### Work item
The listing below must be duplicated in full, with nothing altered.

### Data to process
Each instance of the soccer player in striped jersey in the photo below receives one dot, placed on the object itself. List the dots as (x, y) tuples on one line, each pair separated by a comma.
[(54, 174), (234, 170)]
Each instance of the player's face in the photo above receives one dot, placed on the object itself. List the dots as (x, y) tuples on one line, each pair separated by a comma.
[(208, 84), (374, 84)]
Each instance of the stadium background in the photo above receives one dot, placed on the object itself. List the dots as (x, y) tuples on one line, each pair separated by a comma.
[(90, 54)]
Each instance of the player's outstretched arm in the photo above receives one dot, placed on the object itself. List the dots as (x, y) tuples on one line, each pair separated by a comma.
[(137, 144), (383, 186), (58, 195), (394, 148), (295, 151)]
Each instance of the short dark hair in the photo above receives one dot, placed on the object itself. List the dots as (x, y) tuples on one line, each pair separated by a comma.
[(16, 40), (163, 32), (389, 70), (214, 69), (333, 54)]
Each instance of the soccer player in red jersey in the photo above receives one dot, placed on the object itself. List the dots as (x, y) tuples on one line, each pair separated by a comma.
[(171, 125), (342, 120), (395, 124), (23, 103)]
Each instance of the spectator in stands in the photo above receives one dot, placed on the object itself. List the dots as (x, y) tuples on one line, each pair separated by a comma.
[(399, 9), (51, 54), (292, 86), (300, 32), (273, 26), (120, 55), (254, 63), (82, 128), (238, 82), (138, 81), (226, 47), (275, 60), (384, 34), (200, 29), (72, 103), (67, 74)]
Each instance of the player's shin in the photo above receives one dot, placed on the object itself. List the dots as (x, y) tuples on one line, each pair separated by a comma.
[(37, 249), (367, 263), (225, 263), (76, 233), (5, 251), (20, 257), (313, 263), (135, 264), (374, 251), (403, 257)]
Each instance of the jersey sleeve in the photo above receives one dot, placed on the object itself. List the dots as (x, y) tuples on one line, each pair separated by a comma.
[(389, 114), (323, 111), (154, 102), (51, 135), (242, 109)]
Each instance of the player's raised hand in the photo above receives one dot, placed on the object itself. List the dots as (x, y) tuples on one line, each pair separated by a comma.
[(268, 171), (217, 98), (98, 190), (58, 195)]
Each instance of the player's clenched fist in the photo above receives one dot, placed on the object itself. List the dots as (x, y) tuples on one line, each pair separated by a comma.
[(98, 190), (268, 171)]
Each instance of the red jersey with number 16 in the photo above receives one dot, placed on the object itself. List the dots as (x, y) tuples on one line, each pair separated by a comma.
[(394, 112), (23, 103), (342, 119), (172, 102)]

### Task output
Each instance of the soccer player in striped jersey in the photo below receives one dot, placed on the object itself. List the dots as (x, y) tuples on one line, each pair separated by a comma.
[(54, 174), (234, 170)]
Each instance of the player's face in the photo above receives one dot, placed on the object itself. List the dots as (x, y) tuples on one line, each pair separated by a comma.
[(208, 84), (374, 84)]
Each instance of the stadium background in the photo above receives one dot, placed on the object itself. List the dots as (x, y) tuples on one line, each pair separated by a comma.
[(90, 54)]
Each instance of the player's outstretched arm in the photo above receives one dot, placed on the object itself. List the dots as (x, y) tuples on one line, each pair separated by a comma.
[(137, 144), (383, 186), (58, 195), (394, 148), (295, 151)]
Each instance of the short dark hair in the photo above receives one dot, placed on the object itself. List the dots as (x, y) tuples on one line, each pair separated by a comma.
[(16, 40), (163, 32), (389, 70), (214, 69), (333, 54)]
Each instance of the soccer player in red jersey in the photo above receives one dot, placed on the object itself. List the dots as (x, y) tuples on one line, each pair separated by a comma.
[(171, 125), (342, 120), (395, 124), (23, 103)]
Each instance of the spectator in stands in the photo above receives one dot, placed on the object itself. List the dots as (x, y) tuples on one line, each pair separated by a comma.
[(399, 9), (51, 54), (292, 86), (300, 32), (273, 26), (120, 55), (254, 63), (82, 128), (238, 82), (138, 81), (226, 47), (275, 60), (384, 34), (200, 29), (72, 103), (67, 74)]
Each instance of the player's shin in the photo above receives one dot, placed on the object itself. List the dots as (x, y) tuples on one line, each pair separated by a comma.
[(37, 249), (367, 263), (225, 263), (76, 233), (5, 251), (20, 257), (313, 263), (135, 264), (374, 251), (403, 257)]
Each instance of the jersey sleeve in the photo above receives one dot, placed on the object itself. List the dots as (x, y) tuples on one line, each pair separated by a comma.
[(389, 114), (323, 111), (154, 102), (51, 135), (242, 109)]
Each instance of the player's raised hand in the photo above receives one dot, placed on the object itself. List the dots as (x, y) tuples on one line, each pair separated by a comma.
[(268, 171), (217, 98), (98, 190), (58, 195)]
Each instance of the player's clenched fist in the photo above receives one dot, placed on the object itself. List the dots as (x, y) tuples on one line, each pair separated by a comma.
[(98, 190), (268, 171)]
Each instance of the red jersey with number 16 in the photo above receives one dot, placed on the object itself. List the dots as (x, y) tuples on one line, each pair separated by a comma.
[(394, 112), (23, 103), (342, 119), (172, 102)]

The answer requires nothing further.